## Your task
Here are records with pictures in them. Copy all of them exactly and leave the pictures out.

## Records from a data source

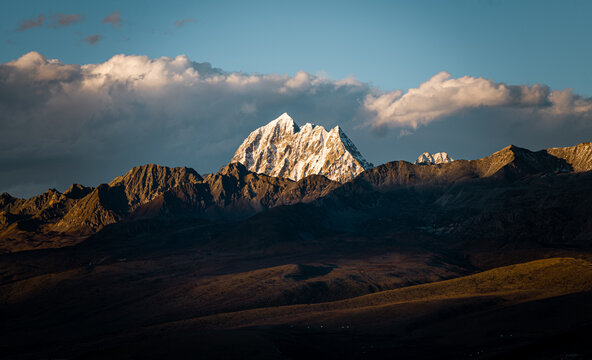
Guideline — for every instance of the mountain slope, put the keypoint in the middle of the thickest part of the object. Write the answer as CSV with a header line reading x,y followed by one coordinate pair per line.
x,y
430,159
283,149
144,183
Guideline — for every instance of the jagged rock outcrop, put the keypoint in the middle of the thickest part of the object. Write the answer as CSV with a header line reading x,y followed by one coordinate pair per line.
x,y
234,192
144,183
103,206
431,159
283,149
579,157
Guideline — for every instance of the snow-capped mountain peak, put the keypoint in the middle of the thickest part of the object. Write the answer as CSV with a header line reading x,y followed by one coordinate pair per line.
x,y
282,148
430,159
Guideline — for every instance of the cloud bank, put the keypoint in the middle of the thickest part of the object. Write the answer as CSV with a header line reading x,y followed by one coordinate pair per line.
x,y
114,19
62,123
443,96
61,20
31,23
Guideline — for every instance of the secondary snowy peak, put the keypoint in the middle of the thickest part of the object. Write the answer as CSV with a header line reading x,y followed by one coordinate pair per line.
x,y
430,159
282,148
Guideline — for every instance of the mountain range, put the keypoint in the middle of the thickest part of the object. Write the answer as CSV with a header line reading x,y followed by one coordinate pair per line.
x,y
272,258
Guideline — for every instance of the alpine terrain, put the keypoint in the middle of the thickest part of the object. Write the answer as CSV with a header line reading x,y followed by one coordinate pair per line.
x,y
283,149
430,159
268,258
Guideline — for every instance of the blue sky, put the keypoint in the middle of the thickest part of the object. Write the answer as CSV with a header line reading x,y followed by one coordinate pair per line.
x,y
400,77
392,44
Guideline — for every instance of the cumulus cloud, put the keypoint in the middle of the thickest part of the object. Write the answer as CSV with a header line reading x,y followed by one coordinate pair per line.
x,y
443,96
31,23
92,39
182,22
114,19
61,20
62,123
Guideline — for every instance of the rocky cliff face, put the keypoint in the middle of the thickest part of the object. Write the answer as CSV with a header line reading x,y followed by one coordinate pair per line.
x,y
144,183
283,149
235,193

## Task answer
Guideline — for every instance of the mountain slope, put the keypoint in the middle of the thickest part of the object. Write the answer as CSV with a header line reading x,y followed by one coordinate pair per line.
x,y
430,159
283,149
144,183
Guideline — for every instance of the jagged rock outcrop, put the keypoint in the middle of the thickest part of the object. Write the answer as CSV with a header line reading x,y followed by one coordinate pair per line.
x,y
234,192
144,183
103,206
431,159
283,149
579,157
Guideline — for every instance of the snow-capped mountain peak, put the keypoint in the middle of the thickest part of the object. Write the answer as CSV with a header line reading x,y followed by one coordinate pair per line.
x,y
282,148
430,159
Guideline — for every instance of the cloud bank, put the keypoint in the middle of the thickest part of the object. Write the answer as CSV with a header line reading x,y followed by one coordinate pair per line.
x,y
114,19
62,123
443,96
61,20
31,23
Guideline — for every instance of the secondary snowy peak, put the keypoint in the middle of the thickest part of the object. Write the answer as CSV with a header line reading x,y followed by one coordinate pair per line.
x,y
430,159
282,148
Guideline — for every instance of the mountain range, put the keypoint in the middle of the thickest part of the object. Write the answer as CSV with a header line reading x,y followed by one coordinate pair per line.
x,y
272,258
Guideline — for every instance of the alpine terrain, put the keypoint in the middle of the thickest part of the object. Write the answer as CSV with a header line reading x,y followed by one coordinate pair per line.
x,y
283,149
430,159
268,258
Guideline — for every instance of the blue sky, put the keypoint in the middle of the thickest part of the object. Write the answer as CSV with a header line reading x,y followed by one coordinate pair per line.
x,y
400,77
392,44
Guideline — for every instance of the cumulus cloud, put the keypoint in the middle of the thickest part of the object. Write the answer as CSV with a header line reading x,y followed by one coordinate pair per line.
x,y
443,96
31,23
92,39
182,22
114,19
61,20
62,123
Guideline — for every instance of the rocky cliff face, put the keypoint in the middle of the thickest part of the object. Write the answer as CSV with a header line reading x,y followed by one coordinate pair per line.
x,y
144,183
283,149
235,193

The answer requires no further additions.